--- Исходный текст ---
Jacques Rancière
Bela Tarr, le temps d'après
© Jacques Rancière, 2011
© Capricci, 2011
© Виктор Лапицкий, перевод, 2024
© Eremenko Design, дизайн-макет, 2024
© Музей современного искусства «Гараж», 2024
© Artguide s.r.o., 2024
«Кино относится к рассказыванию историй, как истина относится ко лжи».
Так пишет Рансьер в прологе к своей книге «Кинематографическая фабула»[1]. Идея взята у Жана Эпштейна, французского режиссера и теоретика: «кино – это истина, а все, что в нем связано с „рассказыванием историй“, то есть с нарративностью, – ложь. Что останется, если вычесть из кино историю? Чистая визуальность, мириады деталей, которые кино способно зафиксировать, „чувственная материя мира“, в которой нет противопоставления „чувственной копии“ и „умопостигаемой материи“, „иллюзорной видимости“ и „чувственной реальности“»[2]. Кино в таком понимании имеет дело не с причинно-следственным сцеплением действий, в котором завязка и развязка важнее всего остального. Оно имеет дело с ситуациями, «открытыми во всех направлениях», то есть с жизнью. «Жизнь не знает историй. <…> Она не ведает драматического развития действия, она знает только долгое непрерывное движение, состоящее из бесконечного числа микрособытий», – продолжает Рансьер[3].
---
*Письменные задания*:
(a) Ответьте по тексту о кино на три вопроса:
(i) Кто указан переводчиком и какой год стоит рядом с его именем?
(ii) У какого французского режиссера и теоретика заимствована идея о кино как истине?
(iii) Из чего, по словам Рансьера, состоит долгое непрерывное движение жизни?
(b) Продолжите текст о кино после его последнего предложения.
Строки данных здесь не используются.
--- Строки данных ---
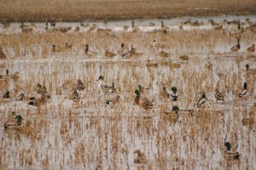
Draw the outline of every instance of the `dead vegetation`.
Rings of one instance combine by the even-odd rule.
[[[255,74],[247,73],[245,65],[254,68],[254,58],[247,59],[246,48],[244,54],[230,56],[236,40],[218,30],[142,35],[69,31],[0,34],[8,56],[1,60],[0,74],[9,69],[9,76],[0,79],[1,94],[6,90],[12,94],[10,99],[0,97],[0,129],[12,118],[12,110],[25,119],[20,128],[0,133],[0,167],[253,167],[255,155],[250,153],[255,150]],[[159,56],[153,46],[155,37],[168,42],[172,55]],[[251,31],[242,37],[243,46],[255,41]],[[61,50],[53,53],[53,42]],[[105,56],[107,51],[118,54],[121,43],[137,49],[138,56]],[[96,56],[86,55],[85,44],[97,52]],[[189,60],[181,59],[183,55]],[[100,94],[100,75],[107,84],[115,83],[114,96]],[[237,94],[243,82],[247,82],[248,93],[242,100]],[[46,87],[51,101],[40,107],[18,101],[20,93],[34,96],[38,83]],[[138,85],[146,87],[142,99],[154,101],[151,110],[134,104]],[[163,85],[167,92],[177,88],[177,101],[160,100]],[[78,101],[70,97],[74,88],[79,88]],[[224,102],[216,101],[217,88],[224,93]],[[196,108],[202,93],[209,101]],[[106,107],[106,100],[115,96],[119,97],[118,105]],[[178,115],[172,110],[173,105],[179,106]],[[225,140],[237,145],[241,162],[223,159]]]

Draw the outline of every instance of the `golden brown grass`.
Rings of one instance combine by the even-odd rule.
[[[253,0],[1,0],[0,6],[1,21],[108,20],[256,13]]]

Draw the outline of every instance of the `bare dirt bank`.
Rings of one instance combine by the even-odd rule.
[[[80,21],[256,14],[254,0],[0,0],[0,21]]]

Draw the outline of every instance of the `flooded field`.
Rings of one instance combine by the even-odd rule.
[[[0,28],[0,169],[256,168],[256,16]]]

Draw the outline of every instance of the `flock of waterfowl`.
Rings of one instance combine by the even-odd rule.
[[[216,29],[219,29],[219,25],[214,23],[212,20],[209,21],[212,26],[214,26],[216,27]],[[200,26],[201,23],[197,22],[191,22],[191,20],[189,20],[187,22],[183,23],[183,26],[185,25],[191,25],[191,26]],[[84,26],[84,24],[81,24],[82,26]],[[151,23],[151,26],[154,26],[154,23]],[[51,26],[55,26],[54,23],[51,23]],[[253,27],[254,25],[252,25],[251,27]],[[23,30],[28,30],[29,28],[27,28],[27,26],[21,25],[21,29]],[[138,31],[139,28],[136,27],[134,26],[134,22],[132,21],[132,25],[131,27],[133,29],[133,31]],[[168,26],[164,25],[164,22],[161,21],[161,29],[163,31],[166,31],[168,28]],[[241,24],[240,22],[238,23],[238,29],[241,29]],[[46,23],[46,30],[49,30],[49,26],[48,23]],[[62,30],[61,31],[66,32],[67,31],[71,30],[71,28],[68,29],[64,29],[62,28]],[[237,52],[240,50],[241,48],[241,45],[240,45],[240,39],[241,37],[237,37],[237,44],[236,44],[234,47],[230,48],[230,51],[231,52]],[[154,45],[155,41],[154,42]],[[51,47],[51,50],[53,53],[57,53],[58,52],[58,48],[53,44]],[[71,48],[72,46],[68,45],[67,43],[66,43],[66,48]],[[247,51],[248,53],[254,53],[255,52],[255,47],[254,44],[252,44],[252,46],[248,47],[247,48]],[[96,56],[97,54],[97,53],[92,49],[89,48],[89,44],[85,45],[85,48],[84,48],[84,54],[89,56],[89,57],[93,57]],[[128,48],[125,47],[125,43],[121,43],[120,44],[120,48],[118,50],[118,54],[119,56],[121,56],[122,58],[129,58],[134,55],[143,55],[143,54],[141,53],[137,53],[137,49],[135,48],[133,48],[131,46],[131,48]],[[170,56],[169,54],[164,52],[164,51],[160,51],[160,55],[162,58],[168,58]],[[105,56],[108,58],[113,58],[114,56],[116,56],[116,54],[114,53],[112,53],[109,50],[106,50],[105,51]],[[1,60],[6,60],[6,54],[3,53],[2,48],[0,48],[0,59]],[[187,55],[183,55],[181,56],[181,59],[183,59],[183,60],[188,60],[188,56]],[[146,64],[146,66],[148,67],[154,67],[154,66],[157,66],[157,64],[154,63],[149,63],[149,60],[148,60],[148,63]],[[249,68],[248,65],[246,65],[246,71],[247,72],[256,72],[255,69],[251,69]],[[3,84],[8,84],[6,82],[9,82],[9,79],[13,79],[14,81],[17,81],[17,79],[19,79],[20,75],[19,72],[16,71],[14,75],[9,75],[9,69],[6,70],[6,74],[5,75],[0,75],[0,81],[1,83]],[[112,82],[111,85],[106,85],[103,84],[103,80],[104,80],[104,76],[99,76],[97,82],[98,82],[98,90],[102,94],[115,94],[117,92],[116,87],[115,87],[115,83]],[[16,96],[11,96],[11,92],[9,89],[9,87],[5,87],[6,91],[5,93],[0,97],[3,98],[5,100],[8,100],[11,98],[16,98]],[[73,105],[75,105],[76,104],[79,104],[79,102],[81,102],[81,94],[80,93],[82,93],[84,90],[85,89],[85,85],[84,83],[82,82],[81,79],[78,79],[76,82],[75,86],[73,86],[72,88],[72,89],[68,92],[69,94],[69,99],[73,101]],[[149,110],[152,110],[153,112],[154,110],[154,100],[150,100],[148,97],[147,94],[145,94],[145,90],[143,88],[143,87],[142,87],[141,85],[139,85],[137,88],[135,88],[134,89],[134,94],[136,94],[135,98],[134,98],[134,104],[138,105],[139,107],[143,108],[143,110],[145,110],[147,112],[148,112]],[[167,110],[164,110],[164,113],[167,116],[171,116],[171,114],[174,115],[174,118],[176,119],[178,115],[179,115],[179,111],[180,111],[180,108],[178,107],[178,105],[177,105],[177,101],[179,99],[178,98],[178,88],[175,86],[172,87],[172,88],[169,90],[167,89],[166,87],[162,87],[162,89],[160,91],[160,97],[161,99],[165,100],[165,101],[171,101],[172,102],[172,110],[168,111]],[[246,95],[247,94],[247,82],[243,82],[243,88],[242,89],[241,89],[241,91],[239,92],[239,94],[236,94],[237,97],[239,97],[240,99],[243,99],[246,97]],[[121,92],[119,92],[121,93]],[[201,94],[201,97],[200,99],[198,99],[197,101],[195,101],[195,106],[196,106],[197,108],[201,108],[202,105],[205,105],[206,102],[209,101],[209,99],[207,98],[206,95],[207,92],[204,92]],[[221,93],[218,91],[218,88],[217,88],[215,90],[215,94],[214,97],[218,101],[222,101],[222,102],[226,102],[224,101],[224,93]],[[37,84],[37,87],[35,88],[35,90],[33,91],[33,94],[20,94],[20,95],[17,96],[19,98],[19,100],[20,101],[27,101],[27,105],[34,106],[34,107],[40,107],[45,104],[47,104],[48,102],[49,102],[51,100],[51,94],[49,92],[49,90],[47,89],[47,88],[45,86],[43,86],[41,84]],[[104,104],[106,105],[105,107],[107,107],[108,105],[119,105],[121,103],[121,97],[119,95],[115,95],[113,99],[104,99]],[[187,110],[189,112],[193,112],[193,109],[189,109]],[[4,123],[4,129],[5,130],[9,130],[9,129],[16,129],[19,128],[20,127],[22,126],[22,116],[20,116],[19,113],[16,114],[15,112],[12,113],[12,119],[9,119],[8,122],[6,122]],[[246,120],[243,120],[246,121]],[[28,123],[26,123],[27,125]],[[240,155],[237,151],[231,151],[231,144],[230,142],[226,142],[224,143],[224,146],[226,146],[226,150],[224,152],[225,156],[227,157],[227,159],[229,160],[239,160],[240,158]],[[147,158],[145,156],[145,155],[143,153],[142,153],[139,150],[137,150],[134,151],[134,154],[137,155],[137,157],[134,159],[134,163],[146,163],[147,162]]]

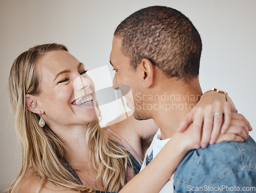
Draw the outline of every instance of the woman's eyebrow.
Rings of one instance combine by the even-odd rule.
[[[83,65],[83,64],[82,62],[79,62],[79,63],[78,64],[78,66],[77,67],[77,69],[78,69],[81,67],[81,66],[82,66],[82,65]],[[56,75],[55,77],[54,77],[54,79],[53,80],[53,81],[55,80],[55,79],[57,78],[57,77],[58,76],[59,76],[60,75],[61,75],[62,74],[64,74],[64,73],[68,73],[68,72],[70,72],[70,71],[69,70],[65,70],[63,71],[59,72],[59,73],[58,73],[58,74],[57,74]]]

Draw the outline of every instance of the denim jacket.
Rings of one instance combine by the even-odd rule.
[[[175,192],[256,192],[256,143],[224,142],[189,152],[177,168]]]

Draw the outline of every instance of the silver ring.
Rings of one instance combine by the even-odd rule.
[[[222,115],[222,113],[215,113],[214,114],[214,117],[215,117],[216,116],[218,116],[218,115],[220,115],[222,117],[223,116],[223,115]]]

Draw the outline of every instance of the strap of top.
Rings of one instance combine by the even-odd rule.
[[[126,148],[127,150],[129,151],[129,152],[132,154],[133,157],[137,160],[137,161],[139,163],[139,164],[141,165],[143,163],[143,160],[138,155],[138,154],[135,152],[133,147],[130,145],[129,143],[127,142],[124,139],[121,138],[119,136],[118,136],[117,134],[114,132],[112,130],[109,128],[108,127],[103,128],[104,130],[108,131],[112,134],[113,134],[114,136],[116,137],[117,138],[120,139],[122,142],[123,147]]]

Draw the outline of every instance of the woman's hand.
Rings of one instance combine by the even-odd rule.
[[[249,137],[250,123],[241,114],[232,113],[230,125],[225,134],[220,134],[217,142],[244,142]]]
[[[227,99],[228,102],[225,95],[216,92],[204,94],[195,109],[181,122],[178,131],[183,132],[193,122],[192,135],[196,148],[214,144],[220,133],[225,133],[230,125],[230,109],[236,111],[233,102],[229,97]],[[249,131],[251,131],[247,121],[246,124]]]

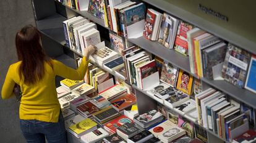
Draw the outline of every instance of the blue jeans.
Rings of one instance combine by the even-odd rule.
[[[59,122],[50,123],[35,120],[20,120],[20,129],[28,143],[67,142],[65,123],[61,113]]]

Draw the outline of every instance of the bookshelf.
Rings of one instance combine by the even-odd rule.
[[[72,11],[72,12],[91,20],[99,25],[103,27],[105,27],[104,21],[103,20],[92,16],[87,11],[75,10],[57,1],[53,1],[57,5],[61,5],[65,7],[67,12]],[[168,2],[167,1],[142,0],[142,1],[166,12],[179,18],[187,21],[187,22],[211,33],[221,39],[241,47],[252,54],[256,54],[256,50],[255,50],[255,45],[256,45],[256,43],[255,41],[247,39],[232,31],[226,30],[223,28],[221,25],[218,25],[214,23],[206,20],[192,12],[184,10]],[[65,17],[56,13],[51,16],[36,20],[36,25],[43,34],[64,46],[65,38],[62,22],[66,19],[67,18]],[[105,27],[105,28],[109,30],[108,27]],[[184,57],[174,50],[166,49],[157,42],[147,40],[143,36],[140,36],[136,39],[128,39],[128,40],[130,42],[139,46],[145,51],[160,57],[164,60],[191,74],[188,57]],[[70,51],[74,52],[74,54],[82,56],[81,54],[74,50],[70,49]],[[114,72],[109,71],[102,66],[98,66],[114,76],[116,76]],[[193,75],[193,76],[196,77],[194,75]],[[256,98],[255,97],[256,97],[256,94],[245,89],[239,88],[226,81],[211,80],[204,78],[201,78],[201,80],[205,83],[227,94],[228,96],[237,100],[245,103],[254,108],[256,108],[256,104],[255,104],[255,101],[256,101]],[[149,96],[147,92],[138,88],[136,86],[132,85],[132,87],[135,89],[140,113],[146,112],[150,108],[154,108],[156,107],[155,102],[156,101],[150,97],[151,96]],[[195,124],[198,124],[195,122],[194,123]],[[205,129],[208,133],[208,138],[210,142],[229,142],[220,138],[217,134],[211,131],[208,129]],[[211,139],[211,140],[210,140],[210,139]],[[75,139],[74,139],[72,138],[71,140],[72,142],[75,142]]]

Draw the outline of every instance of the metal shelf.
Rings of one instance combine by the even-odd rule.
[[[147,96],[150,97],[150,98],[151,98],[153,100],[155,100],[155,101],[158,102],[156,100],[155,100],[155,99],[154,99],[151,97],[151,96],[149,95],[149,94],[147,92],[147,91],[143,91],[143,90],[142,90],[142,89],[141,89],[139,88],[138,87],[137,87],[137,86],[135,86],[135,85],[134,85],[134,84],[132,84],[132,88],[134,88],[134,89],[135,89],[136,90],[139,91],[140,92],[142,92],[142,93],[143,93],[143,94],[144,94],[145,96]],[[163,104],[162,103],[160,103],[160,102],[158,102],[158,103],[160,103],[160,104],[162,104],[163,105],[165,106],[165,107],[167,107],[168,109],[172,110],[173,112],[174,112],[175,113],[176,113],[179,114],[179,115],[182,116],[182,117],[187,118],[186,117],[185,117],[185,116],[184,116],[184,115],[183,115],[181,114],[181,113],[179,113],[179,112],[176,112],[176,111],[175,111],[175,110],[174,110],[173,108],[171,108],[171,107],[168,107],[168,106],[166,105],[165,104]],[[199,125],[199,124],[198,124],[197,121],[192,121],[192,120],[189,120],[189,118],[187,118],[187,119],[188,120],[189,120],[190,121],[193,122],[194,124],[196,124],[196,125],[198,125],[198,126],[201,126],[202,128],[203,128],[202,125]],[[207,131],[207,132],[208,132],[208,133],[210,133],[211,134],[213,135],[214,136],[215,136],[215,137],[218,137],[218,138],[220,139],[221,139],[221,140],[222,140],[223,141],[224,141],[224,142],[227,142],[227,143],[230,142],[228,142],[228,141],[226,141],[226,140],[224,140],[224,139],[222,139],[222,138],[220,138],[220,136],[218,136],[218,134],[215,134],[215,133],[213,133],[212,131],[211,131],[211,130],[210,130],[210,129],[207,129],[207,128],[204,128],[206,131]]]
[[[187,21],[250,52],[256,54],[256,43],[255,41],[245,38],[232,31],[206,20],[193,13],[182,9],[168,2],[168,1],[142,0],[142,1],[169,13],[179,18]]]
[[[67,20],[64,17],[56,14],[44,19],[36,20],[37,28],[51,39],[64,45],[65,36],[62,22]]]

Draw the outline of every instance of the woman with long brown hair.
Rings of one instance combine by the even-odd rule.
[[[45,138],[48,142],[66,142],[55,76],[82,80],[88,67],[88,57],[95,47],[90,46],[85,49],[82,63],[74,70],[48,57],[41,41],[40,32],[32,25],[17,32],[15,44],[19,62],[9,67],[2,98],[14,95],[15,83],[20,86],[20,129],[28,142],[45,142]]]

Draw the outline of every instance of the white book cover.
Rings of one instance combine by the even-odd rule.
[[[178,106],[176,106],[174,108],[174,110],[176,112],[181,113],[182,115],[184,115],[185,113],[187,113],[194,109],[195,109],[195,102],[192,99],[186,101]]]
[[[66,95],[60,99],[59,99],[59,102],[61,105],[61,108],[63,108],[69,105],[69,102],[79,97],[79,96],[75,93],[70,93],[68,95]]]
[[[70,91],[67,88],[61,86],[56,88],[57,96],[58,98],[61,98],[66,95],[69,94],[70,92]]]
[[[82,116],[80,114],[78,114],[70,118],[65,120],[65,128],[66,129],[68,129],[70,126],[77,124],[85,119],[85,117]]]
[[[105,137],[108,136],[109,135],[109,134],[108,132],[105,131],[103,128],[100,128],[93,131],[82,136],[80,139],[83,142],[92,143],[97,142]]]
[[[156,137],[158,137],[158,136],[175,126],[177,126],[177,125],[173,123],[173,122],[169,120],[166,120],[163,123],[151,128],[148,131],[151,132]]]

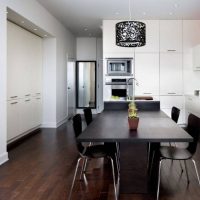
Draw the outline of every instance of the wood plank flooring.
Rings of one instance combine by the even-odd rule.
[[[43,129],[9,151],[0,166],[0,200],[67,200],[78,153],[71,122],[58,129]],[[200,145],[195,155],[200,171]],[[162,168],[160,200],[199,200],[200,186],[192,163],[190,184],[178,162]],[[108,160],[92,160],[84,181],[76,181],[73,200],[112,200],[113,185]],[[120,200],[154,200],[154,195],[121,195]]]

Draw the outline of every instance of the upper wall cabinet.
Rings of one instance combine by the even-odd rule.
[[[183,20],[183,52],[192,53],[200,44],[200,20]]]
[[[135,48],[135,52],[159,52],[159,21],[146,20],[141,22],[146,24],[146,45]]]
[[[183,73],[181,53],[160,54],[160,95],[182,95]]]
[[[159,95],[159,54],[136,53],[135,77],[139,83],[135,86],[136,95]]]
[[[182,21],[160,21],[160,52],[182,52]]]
---
*Письменные ответы*:
(a)
(i) Виктор Лапицкий, 2024.
(ii) У Жана Эпштейна.
(iii) Из бесконечного числа микрособытий.

(b)
Но проблема в том, что такого кино, о котором пишет Эпштейн, не существовало в его время, и непонятно, существует ли в наше, если оставить в стороне чисто экспериментальный кинематограф. Рансьер отмечает, что Эпштейн извлек свою «фабулу»[4] о передаче чувственной материи жизни из обычной немой мелодрамы. То есть он как бы сделал свой фильм из чужого. Рансьер пишет, что этим регулярно занимаются три фигуры, порожденные кинематографом. Во-первых, режиссеры в голливудской студийной системе, ставившие готовые сценарии, в создании которых они никак не участвовали. Во-вторых, зрители, смотрящие в кино свой собственный фильм, смешанный с их воспоминаниями. И в-третьих, синефилы и кинокритики, принципиально пытающиеся разглядеть в одном фильме другой, не тот, который видят «все» или который снимали режиссер и продюсер. Эта компоновка одного фильма из другого – неотъемлемое свойство кино. Но в то же время это и неотъемлемое свойство эстетического режима искусства в противоположность режиму репрезентативному.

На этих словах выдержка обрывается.